» RAW RECORDS:
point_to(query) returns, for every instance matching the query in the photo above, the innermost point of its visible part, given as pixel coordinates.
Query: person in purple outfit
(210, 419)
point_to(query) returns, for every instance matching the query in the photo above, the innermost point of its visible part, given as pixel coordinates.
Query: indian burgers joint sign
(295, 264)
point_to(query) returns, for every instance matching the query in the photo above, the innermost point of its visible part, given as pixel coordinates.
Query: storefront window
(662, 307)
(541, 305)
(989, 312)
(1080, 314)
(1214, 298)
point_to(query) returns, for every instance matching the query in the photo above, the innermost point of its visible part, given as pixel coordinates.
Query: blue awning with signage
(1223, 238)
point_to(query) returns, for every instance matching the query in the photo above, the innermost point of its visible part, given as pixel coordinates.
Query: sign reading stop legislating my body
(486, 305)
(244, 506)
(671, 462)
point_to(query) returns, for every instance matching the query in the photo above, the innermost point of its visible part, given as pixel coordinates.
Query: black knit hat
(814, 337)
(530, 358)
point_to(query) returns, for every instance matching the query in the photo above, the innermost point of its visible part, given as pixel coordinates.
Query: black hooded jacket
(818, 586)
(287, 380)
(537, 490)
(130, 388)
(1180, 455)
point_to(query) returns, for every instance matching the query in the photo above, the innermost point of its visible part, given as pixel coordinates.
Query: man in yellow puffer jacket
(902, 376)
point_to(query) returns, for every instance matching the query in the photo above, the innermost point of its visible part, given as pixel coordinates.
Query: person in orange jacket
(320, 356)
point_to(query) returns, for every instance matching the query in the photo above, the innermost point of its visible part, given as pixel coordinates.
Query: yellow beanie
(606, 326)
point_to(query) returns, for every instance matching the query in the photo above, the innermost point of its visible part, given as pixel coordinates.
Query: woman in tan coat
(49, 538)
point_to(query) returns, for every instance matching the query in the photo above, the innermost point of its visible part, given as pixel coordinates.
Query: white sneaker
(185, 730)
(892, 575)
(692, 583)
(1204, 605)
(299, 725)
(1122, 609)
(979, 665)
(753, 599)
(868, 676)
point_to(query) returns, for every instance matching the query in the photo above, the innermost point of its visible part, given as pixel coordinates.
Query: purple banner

» CHALLENGE:
Pull out every line of the data above that contains the word "black", copying each one in full. Upper and lower case must match.

» RESPONSE TO THE TASK:
Query: black knit hat
Query: black hooded jacket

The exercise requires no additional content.